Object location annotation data
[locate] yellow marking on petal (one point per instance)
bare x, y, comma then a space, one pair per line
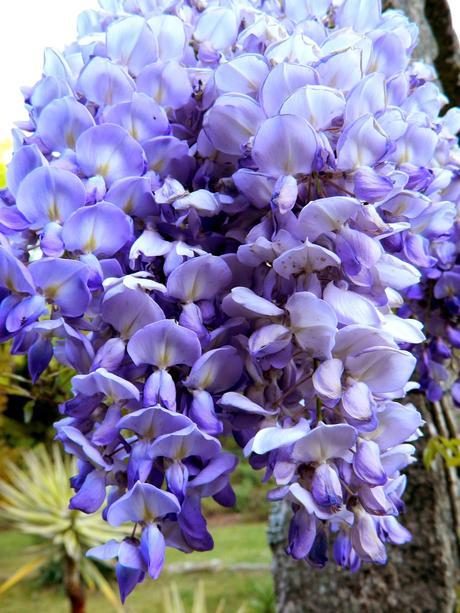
53, 211
70, 140
51, 291
129, 206
90, 244
103, 169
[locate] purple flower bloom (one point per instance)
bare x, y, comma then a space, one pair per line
236, 220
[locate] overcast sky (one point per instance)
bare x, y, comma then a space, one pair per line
27, 26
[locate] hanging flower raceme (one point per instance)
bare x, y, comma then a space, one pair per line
226, 218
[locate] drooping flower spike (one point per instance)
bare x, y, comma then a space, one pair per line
236, 220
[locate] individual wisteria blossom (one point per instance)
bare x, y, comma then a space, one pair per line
237, 219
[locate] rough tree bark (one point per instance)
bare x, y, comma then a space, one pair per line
421, 576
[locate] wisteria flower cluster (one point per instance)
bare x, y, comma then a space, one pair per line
213, 216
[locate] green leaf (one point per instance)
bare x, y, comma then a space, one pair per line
28, 411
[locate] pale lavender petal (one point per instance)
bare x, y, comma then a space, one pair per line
109, 151
325, 442
285, 145
163, 344
101, 229
50, 194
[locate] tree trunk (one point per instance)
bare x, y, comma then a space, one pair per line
421, 576
73, 586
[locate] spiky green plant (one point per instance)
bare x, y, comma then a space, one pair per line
34, 499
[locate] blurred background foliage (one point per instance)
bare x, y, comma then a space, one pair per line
38, 533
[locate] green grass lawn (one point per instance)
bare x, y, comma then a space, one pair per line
234, 544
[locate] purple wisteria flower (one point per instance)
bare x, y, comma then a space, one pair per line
235, 219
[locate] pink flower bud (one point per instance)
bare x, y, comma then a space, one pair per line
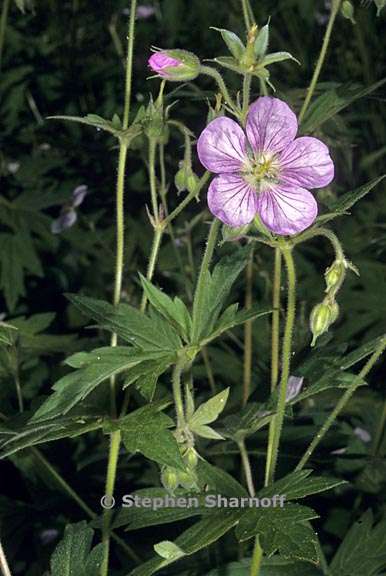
175, 65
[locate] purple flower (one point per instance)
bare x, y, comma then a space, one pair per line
160, 63
266, 170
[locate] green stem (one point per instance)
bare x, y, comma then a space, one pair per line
115, 438
248, 335
257, 558
3, 562
177, 393
379, 431
158, 233
3, 26
329, 234
115, 441
275, 432
326, 40
246, 96
247, 468
129, 65
213, 73
198, 310
246, 15
203, 180
275, 347
342, 403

Task instructions: Every line of the data above should be quoted exactly. Omit the pictures.

Result of this task:
[locate] yellow marking on petal (one point per instance)
bare x, y, comma then a space, one pair per line
53, 211
70, 140
51, 291
129, 206
90, 244
103, 169
[locate] purple flower bloom (one point per instance)
bare x, y, comma then a space, one pair per line
236, 220
[locate] overcast sky (one point per instance)
bare x, y, comma then a space, one pair per line
27, 26
[locate] hanging flower raceme (one point per instance)
bare x, y, comma then a space, one pair per line
226, 218
[locate] drooping flower spike (one point per instance)
bare x, y, comma then a space, one pair per line
236, 220
[locate] individual wisteria blossom (one point per instance)
bare x, y, comma then a space, one pair per line
237, 219
[locate] rough tree bark (one point per instance)
bare x, y, comma then a space, one pair per line
421, 576
[locate] wisteria flower cluster (one point per instance)
bare x, y, comma then a space, one pair per line
213, 216
[locate] green leaf (one point per instance)
bare x, y, comma then a space, one pair per line
28, 411
[locate] pale lavender petal (one point per instance)
bare x, y, comma then a space, one pair per line
109, 151
325, 442
285, 145
163, 344
101, 229
50, 194
[locate] tree trunk (one point per instance)
bare x, y, comma then a space, one pair per line
421, 576
73, 586
[locate] spiky green plant (one point per instance)
bare x, y, comma then a space, one pair per line
34, 499
[locate] blurred background foliage (one point per instance)
bare x, y, comma then a space, one pair per line
38, 533
[locate] green grass lawn (one point per instance)
bare x, y, comma then a space, one pair per line
234, 544
[locate] purple wisteria flower (one point per instance)
bare x, y, comma then a space, one pair per line
235, 219
[locate] pink flower bud (one point per instance)
bare x, y, comma then a space, one pair per line
175, 65
[locate] purple flower (one point per instance)
bare x, y, comma then a space, one pair per line
160, 63
266, 170
[locate] green stem (one point per instance)
bare x, y, comma then a space, one pair per line
115, 438
248, 335
257, 558
3, 562
177, 393
379, 431
158, 233
3, 26
329, 234
115, 441
275, 432
326, 40
246, 96
247, 468
129, 65
213, 73
198, 310
246, 15
203, 180
275, 347
342, 403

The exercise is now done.